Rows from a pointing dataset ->
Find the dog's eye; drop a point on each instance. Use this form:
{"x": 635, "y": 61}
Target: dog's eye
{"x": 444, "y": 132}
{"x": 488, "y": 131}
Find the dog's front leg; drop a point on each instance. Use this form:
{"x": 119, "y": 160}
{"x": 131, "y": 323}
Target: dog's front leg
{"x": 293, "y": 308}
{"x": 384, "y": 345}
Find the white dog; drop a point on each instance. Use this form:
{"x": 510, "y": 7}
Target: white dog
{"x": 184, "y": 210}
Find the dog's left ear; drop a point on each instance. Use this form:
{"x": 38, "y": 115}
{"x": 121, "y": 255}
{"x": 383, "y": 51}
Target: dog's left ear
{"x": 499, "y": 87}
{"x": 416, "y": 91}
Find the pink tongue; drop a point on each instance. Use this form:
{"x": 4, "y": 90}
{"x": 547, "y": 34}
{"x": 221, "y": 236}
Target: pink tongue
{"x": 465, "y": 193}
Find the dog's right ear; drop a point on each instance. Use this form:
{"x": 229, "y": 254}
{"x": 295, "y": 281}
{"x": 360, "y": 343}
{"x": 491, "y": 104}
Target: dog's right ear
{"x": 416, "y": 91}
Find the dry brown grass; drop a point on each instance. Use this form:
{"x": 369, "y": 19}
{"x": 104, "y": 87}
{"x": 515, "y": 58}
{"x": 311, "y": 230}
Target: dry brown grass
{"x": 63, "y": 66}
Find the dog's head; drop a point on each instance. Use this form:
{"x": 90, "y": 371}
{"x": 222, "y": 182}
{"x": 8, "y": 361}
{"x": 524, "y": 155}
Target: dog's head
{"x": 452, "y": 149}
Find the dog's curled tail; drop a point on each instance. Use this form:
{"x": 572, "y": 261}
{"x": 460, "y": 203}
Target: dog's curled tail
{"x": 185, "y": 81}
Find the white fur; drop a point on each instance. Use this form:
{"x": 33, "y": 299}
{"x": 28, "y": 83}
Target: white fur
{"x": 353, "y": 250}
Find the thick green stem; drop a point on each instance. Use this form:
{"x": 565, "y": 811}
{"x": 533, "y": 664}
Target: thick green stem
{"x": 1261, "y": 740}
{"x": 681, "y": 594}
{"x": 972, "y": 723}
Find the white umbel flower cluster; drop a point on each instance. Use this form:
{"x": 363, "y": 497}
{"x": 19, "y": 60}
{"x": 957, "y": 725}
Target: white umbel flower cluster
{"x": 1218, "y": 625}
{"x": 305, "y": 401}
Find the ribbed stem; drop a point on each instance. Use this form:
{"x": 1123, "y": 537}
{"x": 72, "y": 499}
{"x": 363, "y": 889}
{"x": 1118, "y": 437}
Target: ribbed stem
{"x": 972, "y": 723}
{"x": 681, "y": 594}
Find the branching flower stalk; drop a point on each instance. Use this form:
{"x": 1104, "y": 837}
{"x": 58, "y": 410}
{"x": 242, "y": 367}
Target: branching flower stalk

AIM OF THE TASK -> Copy every line of the records above, character for character, from the first record through the last.

THE RESULT ->
Find the dog's eye; drop a point on each instance. Use this form:
{"x": 635, "y": 61}
Target: dog's eye
{"x": 444, "y": 132}
{"x": 488, "y": 131}
Find the dog's front leg; drop a point on each instance. Use this form:
{"x": 119, "y": 160}
{"x": 131, "y": 323}
Target: dog's front leg
{"x": 293, "y": 308}
{"x": 384, "y": 345}
Find the white dog; drop a point on each instance. Use this form:
{"x": 510, "y": 7}
Target: white dog
{"x": 184, "y": 210}
Find the dog's left ear; drop a point on each instance. Use this form:
{"x": 38, "y": 115}
{"x": 121, "y": 255}
{"x": 383, "y": 51}
Target: dog's left ear
{"x": 499, "y": 87}
{"x": 416, "y": 91}
Find the pink tongue; drop a point on each instance. Use this form:
{"x": 4, "y": 90}
{"x": 547, "y": 34}
{"x": 221, "y": 236}
Target: pink tongue
{"x": 465, "y": 193}
Find the dog's right ear; drop a point on each instance. Use this form:
{"x": 229, "y": 254}
{"x": 295, "y": 281}
{"x": 360, "y": 343}
{"x": 491, "y": 104}
Target: dog's right ear
{"x": 416, "y": 91}
Find the dry brown grass; drop a point on each instance. Use this form:
{"x": 369, "y": 19}
{"x": 104, "y": 87}
{"x": 515, "y": 58}
{"x": 311, "y": 230}
Target: dry brown grass
{"x": 63, "y": 66}
Find the dog's head; drop a point on each instance. Use this form:
{"x": 90, "y": 371}
{"x": 222, "y": 182}
{"x": 8, "y": 361}
{"x": 524, "y": 155}
Target: dog's head
{"x": 452, "y": 149}
Find the dog's curled tail; drop a point on each instance. Use this form:
{"x": 572, "y": 261}
{"x": 460, "y": 203}
Target: dog's curled tail
{"x": 185, "y": 81}
Find the white fur; drop a point on each instance. Use this form:
{"x": 33, "y": 299}
{"x": 28, "y": 83}
Target: white fur
{"x": 353, "y": 250}
Find the thick green stem; drop a point on each instance. Use this form:
{"x": 565, "y": 811}
{"x": 533, "y": 664}
Target: thick green stem
{"x": 1261, "y": 740}
{"x": 681, "y": 594}
{"x": 972, "y": 723}
Find the white umbel flower cluster; drop a point on each instance. Use this form:
{"x": 363, "y": 497}
{"x": 19, "y": 60}
{"x": 957, "y": 725}
Target: white umbel flower cluster
{"x": 1218, "y": 625}
{"x": 305, "y": 401}
Find the ribbed stem; drop a point on each instance. Use this form:
{"x": 1123, "y": 537}
{"x": 72, "y": 499}
{"x": 363, "y": 889}
{"x": 1118, "y": 437}
Target: ribbed stem
{"x": 972, "y": 723}
{"x": 681, "y": 594}
Find the branching flower stalk; drop a point on each instance. Use this form:
{"x": 1104, "y": 837}
{"x": 58, "y": 410}
{"x": 242, "y": 367}
Target: branching flower stalk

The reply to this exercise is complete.